* **OBJECTIVE**
Beginning at the line containing "Where can the grassy" and continuing to the end of the records below, give each line again exactly as it stands, and only those lines.

— begin EXCERPTED RECORDS —

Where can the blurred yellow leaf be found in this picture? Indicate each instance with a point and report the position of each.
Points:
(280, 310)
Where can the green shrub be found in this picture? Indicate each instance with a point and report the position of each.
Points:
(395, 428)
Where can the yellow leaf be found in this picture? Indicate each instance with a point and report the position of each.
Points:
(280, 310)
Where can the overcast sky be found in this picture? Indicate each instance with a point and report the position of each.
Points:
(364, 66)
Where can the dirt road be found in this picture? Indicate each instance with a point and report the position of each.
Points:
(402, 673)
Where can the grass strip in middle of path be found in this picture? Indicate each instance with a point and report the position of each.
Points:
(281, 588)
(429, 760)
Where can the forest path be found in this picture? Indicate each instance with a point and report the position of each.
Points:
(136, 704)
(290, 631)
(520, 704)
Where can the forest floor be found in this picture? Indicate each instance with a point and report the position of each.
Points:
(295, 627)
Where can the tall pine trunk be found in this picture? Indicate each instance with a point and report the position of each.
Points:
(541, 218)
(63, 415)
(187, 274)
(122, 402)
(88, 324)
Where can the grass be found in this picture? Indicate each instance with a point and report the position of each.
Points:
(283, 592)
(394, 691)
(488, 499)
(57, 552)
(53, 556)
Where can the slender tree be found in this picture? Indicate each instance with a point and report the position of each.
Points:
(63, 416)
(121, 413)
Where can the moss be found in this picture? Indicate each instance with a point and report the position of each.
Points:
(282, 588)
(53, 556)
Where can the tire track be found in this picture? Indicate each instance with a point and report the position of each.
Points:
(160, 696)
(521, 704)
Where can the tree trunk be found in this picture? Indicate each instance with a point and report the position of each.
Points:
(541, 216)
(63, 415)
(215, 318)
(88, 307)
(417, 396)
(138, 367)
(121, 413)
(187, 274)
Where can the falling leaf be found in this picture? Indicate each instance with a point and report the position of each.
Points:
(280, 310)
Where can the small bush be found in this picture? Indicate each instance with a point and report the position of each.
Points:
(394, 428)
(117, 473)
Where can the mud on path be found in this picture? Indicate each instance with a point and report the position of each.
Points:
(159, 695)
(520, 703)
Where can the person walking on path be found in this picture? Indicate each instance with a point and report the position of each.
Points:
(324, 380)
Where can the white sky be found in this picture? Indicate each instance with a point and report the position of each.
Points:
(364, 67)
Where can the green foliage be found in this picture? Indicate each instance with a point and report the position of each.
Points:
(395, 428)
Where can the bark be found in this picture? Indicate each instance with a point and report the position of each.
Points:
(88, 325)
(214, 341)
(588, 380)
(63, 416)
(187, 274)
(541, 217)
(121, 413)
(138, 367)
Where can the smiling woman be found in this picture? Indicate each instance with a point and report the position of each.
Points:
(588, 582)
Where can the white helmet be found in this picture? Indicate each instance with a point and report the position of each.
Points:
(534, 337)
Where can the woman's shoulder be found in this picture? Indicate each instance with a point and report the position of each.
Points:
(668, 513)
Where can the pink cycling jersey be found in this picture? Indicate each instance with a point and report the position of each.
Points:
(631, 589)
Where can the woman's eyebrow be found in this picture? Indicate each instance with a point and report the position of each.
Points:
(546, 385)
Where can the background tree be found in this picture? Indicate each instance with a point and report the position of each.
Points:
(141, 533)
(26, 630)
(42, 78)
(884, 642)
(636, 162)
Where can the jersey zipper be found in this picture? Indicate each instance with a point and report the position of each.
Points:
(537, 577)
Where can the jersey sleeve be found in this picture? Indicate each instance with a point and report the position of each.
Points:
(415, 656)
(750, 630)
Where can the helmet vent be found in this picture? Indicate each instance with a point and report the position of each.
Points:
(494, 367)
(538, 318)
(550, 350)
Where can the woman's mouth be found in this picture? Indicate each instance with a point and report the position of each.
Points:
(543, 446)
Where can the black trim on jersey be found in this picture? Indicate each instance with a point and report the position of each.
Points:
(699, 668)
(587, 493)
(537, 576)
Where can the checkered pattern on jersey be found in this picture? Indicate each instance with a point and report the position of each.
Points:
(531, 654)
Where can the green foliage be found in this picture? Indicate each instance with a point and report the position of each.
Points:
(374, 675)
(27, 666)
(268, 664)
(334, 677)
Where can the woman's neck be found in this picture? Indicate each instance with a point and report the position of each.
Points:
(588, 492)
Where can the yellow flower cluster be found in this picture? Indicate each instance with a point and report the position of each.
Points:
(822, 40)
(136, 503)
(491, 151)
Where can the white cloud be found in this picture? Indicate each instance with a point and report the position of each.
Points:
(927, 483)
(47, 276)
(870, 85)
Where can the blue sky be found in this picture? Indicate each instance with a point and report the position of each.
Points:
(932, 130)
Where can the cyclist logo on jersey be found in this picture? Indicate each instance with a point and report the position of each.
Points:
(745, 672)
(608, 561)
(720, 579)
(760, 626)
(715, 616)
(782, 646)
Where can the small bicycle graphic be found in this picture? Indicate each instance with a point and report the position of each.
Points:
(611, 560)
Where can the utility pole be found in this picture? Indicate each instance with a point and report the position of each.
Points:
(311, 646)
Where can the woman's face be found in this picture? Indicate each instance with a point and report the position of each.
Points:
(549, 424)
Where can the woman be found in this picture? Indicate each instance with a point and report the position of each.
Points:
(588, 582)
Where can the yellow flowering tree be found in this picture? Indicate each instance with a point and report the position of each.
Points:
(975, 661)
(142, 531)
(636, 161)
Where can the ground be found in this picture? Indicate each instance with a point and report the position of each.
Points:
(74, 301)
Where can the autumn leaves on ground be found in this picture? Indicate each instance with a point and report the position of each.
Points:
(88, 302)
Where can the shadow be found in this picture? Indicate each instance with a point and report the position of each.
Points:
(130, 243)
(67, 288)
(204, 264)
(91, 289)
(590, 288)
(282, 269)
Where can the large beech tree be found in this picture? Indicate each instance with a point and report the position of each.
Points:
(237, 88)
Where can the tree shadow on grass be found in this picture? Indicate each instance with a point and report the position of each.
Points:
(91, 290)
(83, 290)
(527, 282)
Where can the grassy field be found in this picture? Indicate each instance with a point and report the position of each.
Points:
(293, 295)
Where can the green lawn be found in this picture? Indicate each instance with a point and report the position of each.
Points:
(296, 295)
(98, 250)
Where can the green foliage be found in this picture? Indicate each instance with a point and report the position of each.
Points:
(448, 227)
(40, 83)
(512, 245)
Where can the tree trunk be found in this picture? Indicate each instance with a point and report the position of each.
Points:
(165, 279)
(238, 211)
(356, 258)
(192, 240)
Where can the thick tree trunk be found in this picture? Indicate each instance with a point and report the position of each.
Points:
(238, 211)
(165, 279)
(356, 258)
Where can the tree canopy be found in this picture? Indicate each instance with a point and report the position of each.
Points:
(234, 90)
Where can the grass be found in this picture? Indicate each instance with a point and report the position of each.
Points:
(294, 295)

— end EXCERPTED RECORDS —

* **SOLUTION TO THIS PROBLEM**
Where can the grassy field be found in this picture? Indicate each instance with a point and report the position of each.
Points:
(293, 295)
Where can the green lawn be found in this picture? Indicate each instance with a point and report the position of each.
Points:
(296, 295)
(98, 250)
Where can the green foliage be found in this picture? Indicate each instance with a point and report the position of each.
Points:
(448, 227)
(40, 83)
(512, 245)
Where can the tree trunk be found in this picture? Indicate each instance with a point and report the position of each.
Points:
(165, 279)
(238, 211)
(356, 258)
(192, 240)
Where can the thick tree trunk be found in this picture? Indicate each instance with a point and report the position of each.
Points:
(238, 211)
(165, 279)
(356, 258)
Where can the tree canopy be found in this picture? Indicate each instance with a point and report the position of each.
Points:
(234, 90)
Where can the grass be found in this picture? Indicate each instance with a point and report the position of each.
Points:
(294, 295)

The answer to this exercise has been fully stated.